(Saved data entries)
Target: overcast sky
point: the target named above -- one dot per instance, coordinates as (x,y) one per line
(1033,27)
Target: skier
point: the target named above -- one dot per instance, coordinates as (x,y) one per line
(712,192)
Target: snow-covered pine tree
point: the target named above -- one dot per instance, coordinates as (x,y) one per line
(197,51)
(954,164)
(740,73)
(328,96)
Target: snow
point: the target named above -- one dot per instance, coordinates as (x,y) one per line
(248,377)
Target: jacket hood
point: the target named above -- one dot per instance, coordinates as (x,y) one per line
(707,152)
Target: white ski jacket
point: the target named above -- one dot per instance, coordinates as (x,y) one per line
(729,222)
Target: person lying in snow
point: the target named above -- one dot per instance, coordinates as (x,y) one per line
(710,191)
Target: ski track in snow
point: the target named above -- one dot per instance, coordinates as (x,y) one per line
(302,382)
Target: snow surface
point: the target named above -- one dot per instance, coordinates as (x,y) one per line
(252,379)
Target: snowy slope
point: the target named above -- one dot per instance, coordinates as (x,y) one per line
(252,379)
--
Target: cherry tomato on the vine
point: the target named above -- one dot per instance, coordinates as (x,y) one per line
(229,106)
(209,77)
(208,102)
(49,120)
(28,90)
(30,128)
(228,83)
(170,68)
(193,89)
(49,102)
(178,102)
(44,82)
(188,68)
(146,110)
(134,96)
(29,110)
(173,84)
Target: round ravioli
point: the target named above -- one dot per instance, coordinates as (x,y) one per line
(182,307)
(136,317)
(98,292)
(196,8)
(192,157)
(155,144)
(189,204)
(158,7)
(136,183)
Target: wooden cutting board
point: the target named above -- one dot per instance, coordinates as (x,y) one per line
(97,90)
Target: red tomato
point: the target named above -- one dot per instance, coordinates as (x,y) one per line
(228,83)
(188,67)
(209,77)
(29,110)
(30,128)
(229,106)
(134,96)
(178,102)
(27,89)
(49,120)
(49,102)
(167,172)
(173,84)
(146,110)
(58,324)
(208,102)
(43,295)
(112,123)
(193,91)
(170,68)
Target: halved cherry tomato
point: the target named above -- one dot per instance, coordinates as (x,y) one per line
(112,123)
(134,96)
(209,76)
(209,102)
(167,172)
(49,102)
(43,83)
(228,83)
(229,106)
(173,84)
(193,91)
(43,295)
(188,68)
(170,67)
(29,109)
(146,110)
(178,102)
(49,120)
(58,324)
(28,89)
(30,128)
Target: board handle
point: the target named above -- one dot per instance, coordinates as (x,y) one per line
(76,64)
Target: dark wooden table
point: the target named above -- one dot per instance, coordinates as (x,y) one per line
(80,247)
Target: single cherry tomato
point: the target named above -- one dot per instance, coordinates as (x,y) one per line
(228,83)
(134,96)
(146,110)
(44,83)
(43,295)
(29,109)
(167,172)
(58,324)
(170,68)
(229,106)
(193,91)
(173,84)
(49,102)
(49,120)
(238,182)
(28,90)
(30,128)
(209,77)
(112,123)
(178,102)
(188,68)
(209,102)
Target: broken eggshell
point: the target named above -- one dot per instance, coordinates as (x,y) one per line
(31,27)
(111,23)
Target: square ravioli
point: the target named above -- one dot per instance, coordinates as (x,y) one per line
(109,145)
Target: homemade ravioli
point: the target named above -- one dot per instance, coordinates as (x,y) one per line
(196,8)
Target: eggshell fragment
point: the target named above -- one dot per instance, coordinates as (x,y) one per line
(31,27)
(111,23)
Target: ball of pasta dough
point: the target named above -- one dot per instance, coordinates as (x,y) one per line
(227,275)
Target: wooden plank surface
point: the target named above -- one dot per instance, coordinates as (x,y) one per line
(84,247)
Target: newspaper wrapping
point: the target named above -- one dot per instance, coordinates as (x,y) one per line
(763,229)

▶ [Task description] State, as a number alone, how many lines of the material above contain the string "cherry", treating uppercase and lowercase letters as distinct.

▶ [Result of the exercise] 3